Work instruction:
In the writing tips below, who gave the advice "Be an expert"?

Given text:
5. Stay in Your Own Lane
There is always going to be someone ahead of yourself and the sooner you stop comparing yourself to others the better off you are going to be. “Don’t lose your mind every time you are left off a list you absolutely should be on,” said award-winning novelist Marcy Dermansky, author of Hurricane Girl.
6. Don’t Read Reviews
This one will rattle those who will insist one learns from criticism and say it contradicts the first rule, regarding rejection. Rejection and criticism are separate things. Constructive criticism was true before everyone in the world became a critic online and negativity became necessary for many real critics to be heard over the noise. I sincerely feel using reviews as a learning tool is now overrated and does more harm than good, including over-the-top praise. Trust the experts among your inner circle and your inner monologue. Amy Collins says, “Use beta readers and editors. Editorial feedback is a vital component to your success.”
7. Be Ready to Pivot
“Another tip,” Lenore Skenazy adds, “is to realize that your book can be something else—a movie script, animated series, or you can post it serially on a blog. You can turn it into a Twitter feed. A book with pages is like a scroll, or town crier—cool and retro, but no longer crucial for disseminating ideas.” I spent the pandemic pivoting until I found employment after MAD Magazine and others of my clients folded. Even Jesus pivoted from carpenter to bigger and better things.
8. Stay With Your Strengths
“Don’t write a novel if your heart is in essays,” advises Jack Handey.
9. Brand Yourself
The best advice I ever got was from Stuart Krasnow, the esteemed TV producer: “Be an expert.” If you’re not an expert, at least call yourself one. Everyone else does anyway.
10. Seize the Day
Following up on Lenore’s thought is Mike Sacks: “You’re in a position now as a writer where, for the first time, you can put out a book, a podcast, an article, whatever it is, on your own. You don’t need to ask for permission. If you wait long enough, you’ll be waiting forever.”
Bonus Tips for Handling Rejection
Ahhh, right, the most important tip, handling rejection. I am convinced I could do a Master Class on rejection. As a gag cartoonist on the side, rejection is a prerequisite and can be brutal, going hundreds of submissions without success. There’s a whole podcast on this subject I highly recommend by comedian Connor Ratliff called Dead’s Eyes discussing handling rejection. It’s framed in the world of acting but applies to us writers perfectly.

Dataset content:
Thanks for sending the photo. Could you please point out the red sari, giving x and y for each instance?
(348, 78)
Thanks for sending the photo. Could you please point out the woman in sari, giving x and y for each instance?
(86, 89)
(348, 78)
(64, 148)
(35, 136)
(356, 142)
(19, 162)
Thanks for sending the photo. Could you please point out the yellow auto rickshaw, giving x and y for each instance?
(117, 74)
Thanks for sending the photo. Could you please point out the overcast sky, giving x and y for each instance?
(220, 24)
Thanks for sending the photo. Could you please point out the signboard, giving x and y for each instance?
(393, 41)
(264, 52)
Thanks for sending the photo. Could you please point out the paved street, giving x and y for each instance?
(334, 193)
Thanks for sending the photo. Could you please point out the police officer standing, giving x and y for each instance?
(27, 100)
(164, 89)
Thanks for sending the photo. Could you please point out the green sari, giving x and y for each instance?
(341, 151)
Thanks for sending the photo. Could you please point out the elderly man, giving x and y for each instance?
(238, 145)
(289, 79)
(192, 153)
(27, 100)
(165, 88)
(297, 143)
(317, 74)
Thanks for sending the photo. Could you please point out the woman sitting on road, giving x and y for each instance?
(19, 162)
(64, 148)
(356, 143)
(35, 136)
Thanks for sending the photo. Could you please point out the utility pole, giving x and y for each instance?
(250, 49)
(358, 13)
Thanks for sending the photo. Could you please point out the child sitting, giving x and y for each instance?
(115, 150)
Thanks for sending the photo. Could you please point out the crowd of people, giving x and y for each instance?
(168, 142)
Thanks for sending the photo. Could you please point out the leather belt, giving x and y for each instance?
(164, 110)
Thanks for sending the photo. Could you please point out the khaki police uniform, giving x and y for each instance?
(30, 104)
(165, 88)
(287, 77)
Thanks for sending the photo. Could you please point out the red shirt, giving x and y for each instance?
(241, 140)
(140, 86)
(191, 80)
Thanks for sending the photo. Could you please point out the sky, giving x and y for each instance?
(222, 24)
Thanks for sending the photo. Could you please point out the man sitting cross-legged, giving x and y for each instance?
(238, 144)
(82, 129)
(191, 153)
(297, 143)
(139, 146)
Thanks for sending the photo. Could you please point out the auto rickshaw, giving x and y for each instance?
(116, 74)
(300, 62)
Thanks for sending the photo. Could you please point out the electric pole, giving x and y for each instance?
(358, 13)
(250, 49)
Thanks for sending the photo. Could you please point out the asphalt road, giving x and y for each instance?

Answer below:
Stuart Krasnow, the TV producer.